Required work ▸ Can you put every line of the records below into a JSON list of strings, one string per line, leaving out blank lines?

Available records ▸
========================================

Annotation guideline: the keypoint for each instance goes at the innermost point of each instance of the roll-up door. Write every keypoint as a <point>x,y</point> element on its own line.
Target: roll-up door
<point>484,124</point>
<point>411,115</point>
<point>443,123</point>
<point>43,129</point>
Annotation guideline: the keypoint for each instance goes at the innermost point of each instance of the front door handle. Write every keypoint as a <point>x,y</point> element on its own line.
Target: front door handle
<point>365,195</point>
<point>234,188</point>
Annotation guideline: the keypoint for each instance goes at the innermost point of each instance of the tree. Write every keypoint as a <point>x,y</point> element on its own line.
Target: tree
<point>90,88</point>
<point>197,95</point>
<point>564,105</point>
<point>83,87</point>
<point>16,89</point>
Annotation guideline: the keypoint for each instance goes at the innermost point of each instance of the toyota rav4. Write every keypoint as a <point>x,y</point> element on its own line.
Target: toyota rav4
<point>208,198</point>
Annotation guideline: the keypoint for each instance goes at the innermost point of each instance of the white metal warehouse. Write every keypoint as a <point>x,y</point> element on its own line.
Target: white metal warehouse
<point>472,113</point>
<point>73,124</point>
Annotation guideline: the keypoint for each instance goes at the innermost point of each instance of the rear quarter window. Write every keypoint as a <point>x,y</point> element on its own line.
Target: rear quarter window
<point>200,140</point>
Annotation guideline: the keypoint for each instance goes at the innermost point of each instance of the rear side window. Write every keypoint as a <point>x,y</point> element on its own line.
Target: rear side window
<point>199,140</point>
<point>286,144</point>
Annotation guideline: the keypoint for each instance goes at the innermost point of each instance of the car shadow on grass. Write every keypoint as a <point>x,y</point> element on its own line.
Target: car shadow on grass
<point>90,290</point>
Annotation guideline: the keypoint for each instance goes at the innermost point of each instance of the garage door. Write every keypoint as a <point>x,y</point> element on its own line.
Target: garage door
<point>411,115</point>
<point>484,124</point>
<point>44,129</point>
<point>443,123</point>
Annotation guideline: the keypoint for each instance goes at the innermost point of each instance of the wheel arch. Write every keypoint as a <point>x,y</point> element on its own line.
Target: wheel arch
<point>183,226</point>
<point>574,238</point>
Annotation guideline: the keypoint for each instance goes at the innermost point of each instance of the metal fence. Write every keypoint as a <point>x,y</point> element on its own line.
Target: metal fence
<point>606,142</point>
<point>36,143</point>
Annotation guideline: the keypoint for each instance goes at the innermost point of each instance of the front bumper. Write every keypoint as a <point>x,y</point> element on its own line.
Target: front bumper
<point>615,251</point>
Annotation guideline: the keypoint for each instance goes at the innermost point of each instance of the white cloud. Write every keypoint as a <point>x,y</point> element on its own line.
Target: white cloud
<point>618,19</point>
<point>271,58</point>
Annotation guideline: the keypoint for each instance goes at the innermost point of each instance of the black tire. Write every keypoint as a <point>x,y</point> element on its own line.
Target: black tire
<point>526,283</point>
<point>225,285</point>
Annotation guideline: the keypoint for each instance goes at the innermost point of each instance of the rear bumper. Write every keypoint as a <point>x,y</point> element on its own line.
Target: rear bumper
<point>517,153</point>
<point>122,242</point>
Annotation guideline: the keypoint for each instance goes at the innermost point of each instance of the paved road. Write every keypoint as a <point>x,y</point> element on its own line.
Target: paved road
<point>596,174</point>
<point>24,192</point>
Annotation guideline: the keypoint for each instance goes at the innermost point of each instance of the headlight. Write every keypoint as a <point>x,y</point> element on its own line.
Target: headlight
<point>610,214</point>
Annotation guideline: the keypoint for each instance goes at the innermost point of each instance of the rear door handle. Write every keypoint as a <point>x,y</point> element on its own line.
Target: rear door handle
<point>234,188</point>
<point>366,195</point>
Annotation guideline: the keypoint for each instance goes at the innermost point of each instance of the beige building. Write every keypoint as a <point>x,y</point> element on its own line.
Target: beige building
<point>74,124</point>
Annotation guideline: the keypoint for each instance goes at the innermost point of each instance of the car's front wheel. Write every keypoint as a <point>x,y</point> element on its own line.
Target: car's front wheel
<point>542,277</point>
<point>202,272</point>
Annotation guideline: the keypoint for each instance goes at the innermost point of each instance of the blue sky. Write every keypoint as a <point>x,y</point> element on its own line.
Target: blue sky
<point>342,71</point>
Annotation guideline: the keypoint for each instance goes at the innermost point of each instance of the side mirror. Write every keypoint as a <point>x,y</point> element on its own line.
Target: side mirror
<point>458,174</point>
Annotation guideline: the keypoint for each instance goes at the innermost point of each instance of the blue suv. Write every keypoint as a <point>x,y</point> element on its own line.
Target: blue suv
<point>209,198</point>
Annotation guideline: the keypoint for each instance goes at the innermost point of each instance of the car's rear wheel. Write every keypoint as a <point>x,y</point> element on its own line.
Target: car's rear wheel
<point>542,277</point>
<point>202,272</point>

========================================

Written solution ▸
[
  "Annotation guideline: the keypoint for each instance goes at the innermost point of each instance of the roll-up door. Write every keypoint as a <point>x,y</point> element on its own line.",
  "Target: roll-up door",
  "<point>484,124</point>",
  "<point>411,115</point>",
  "<point>443,123</point>",
  "<point>43,129</point>",
  "Annotation guideline: the keypoint for each instance goes at the innermost point of each instance of the front door handle. Write every keypoint as a <point>x,y</point> element on its own line.",
  "Target: front door handle",
  "<point>365,195</point>",
  "<point>234,188</point>",
  "Annotation guideline: the keypoint for each instance goes at the innermost point of each instance of the tree. Write every keypoint as a <point>x,y</point> element on its own line.",
  "Target: tree",
  "<point>90,88</point>",
  "<point>197,95</point>",
  "<point>564,105</point>",
  "<point>83,87</point>",
  "<point>16,89</point>",
  "Annotation guideline: the keypoint for each instance goes at the innermost point of each instance of the toyota rav4. Write every keypoint as a <point>x,y</point> element on its own line.",
  "Target: toyota rav4",
  "<point>208,198</point>",
  "Annotation guideline: the keypoint for each instance goes at the innermost point of each instance of the white metal warehouse. Write every keypoint as a <point>x,y</point> element on its own line.",
  "Target: white metal warehouse",
  "<point>472,113</point>",
  "<point>73,124</point>",
  "Annotation guideline: the keypoint for each instance goes at the innermost point of each instance of the rear quarter window. Write every keypoint as a <point>x,y</point> element on its own line.",
  "Target: rear quarter window",
  "<point>200,140</point>",
  "Annotation guideline: the keypoint for each instance goes at the innermost point of each instance of the rear side window. Write every keypoint as a <point>x,y</point> element on its own line.",
  "Target: rear side window",
  "<point>199,140</point>",
  "<point>286,144</point>",
  "Annotation guideline: the keypoint for each instance goes at the innermost point of each instance of the car shadow on grass. Write every keypoint as a <point>x,y</point> element on its own line.",
  "Target: car shadow on grass",
  "<point>90,290</point>",
  "Annotation guideline: the keypoint for each instance goes at the innermost point of each instance of the garage door. Write every keypoint as a <point>x,y</point> element on its own line.",
  "Target: garage door",
  "<point>411,115</point>",
  "<point>484,124</point>",
  "<point>44,129</point>",
  "<point>443,123</point>",
  "Annotation guideline: the keypoint for each instance goes at the innermost point of each instance of the wheel arch. Write every keypoint as a <point>x,y</point> element on its own line.",
  "Target: wheel arch",
  "<point>183,226</point>",
  "<point>574,238</point>",
  "Annotation guideline: the keypoint for each instance goes at the innermost point of each instance of the metal fence. Write every keypoint as a <point>x,y</point> element on its own line.",
  "Target: metal fence",
  "<point>606,142</point>",
  "<point>36,143</point>",
  "Annotation guideline: the keypoint for each instance goes at the innermost point of each instance of the front bumper. Write every keypoint as a <point>x,y</point> element on its own line.",
  "Target: front bumper",
  "<point>615,251</point>",
  "Annotation guideline: the keypoint for each instance goes at the innermost point of each instance of the white cloud. Write every keypoint as a <point>x,y</point> element on its own line.",
  "Target: white cloud",
  "<point>618,19</point>",
  "<point>271,58</point>",
  "Annotation guideline: the keypoint for each instance goes at the innermost point of each instance of the black tire. Write every keypoint as a <point>x,y</point> element on its own line.",
  "Target: black tire",
  "<point>526,283</point>",
  "<point>225,285</point>",
  "Annotation guideline: the keypoint for each instance goes at the innermost point of each instance of the rear bumper. Write every keypoint as a <point>x,y</point> element on its own line.",
  "Target: rear bumper",
  "<point>517,153</point>",
  "<point>122,242</point>",
  "Annotation guideline: the keypoint for each instance goes at the innermost point of each instance of the paved road. Write every keypoint as a <point>x,y</point> element on its own line.",
  "Target: paved road",
  "<point>596,174</point>",
  "<point>24,192</point>",
  "Annotation guideline: the keypoint for each instance goes at the innermost point of each instance of the headlight. Write every keypoint as a <point>x,y</point> element on its own line.",
  "Target: headlight",
  "<point>610,214</point>",
  "Annotation guideline: the keypoint for each instance goes at the innermost point of each instance of the rear door handle. Write every keypoint as a <point>x,y</point> element on its own line.",
  "Target: rear door handle",
  "<point>234,188</point>",
  "<point>366,195</point>",
  "Annotation guideline: the keypoint for each instance goes at the innermost point of each instance of the beige building. Write every keypoint as a <point>x,y</point> element on its own line.",
  "Target: beige building",
  "<point>74,124</point>",
  "Annotation guideline: the keypoint for each instance goes at the innermost point of each instance of the car's front wheel. Write every keypoint as a <point>x,y</point> element on its own line.",
  "Target: car's front wheel",
  "<point>542,277</point>",
  "<point>202,272</point>",
  "Annotation guideline: the keypoint for each instance goes at the innermost point of each instance of the blue sky. Write every keypoint as a <point>x,y</point> element on its own line.",
  "Target: blue sky",
  "<point>342,71</point>",
  "Annotation guideline: the keypoint for each instance goes at the innermost point of each instance of the side mirror. Write every keypoint as a <point>x,y</point> element on its own line.",
  "Target: side mirror",
  "<point>458,174</point>",
  "Annotation guideline: the keypoint for each instance goes at the innermost point of each instance of the blue suv. Write every keypoint as a <point>x,y</point> element on its own line.",
  "Target: blue suv",
  "<point>209,198</point>",
  "Annotation guideline: the keypoint for each instance goes at the innermost point of each instance of the car's rear wheel. Write every keypoint as a <point>x,y</point> element on its own line.",
  "Target: car's rear wheel",
  "<point>542,277</point>",
  "<point>202,272</point>"
]